* Start *

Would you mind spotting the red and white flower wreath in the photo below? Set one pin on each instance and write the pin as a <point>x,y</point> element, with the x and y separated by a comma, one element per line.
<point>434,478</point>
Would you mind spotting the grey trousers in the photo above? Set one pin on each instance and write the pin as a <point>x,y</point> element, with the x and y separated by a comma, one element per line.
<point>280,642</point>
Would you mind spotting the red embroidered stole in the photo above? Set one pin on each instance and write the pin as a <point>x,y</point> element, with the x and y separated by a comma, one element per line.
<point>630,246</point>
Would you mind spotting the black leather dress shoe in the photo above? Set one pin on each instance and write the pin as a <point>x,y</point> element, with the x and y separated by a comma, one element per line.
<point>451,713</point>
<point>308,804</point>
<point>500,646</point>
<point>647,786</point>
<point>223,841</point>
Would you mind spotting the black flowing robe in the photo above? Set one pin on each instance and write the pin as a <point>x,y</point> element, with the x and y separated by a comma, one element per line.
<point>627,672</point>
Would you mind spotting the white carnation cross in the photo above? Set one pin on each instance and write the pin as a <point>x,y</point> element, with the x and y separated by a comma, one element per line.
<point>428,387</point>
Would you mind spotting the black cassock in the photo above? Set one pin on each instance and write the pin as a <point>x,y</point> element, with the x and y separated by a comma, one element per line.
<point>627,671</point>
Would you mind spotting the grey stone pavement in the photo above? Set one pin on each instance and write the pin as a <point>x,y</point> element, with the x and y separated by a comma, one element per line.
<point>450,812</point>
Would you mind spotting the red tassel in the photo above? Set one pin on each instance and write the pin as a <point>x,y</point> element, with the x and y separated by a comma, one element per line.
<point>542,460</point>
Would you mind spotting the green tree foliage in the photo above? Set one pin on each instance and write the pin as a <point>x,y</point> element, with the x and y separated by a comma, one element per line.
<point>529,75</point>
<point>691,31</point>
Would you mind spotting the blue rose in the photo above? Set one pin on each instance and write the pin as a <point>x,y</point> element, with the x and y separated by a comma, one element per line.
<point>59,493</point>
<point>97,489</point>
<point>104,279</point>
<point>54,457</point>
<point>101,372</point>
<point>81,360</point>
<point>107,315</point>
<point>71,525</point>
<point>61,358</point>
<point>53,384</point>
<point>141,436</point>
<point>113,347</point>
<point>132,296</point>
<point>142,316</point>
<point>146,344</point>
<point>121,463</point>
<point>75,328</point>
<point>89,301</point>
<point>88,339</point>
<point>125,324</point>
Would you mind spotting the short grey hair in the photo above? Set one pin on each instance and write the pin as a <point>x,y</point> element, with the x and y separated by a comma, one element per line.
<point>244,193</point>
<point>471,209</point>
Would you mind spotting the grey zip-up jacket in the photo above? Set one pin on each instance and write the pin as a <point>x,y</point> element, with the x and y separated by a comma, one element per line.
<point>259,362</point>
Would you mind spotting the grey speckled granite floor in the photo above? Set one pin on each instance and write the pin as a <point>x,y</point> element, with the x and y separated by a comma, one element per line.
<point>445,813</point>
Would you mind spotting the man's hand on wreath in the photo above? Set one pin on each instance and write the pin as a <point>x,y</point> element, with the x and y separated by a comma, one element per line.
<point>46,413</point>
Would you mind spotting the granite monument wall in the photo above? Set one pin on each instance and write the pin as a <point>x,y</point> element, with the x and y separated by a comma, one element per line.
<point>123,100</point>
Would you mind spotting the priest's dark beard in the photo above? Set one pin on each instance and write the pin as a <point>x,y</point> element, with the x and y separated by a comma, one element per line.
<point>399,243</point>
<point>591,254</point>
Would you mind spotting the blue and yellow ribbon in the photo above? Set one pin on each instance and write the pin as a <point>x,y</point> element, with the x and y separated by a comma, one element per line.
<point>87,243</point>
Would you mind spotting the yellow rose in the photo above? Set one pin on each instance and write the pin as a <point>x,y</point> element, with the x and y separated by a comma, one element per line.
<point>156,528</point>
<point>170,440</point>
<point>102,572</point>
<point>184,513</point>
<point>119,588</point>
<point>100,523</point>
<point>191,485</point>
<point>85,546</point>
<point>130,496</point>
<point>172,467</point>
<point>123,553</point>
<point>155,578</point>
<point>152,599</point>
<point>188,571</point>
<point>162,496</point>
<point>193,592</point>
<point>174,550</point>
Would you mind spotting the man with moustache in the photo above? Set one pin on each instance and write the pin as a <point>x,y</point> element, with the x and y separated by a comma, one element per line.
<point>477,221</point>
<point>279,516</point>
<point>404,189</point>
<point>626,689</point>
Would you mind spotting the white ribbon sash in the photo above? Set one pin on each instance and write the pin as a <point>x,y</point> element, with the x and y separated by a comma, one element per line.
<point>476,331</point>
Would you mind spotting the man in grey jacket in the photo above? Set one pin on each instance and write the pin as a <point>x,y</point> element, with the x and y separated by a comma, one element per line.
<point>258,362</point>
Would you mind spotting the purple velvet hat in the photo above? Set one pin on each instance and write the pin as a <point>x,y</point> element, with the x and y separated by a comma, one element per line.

* End *

#### PROBLEM TO SOLVE:
Rescale the entries from the start through the line that contains "<point>280,642</point>", both ends included, and output only those lines. Reproduce every line with its request unchanged, but multiply each point coordinate in the answers by 1.3 and round it to a whole number, with halves rounded up.

#### IN RESPONSE:
Would you mind spotting the red and white flower wreath in the photo below? Set one pin on each instance and write the pin as a <point>x,y</point> element, with the x and y separated by a comma, one element per line.
<point>564,621</point>
Would you mind spotting the grey trousers in the photo above? Set one pin on each instance and write the pin as a <point>x,y</point> element, with the x and y separated by a comma, one element per line.
<point>364,835</point>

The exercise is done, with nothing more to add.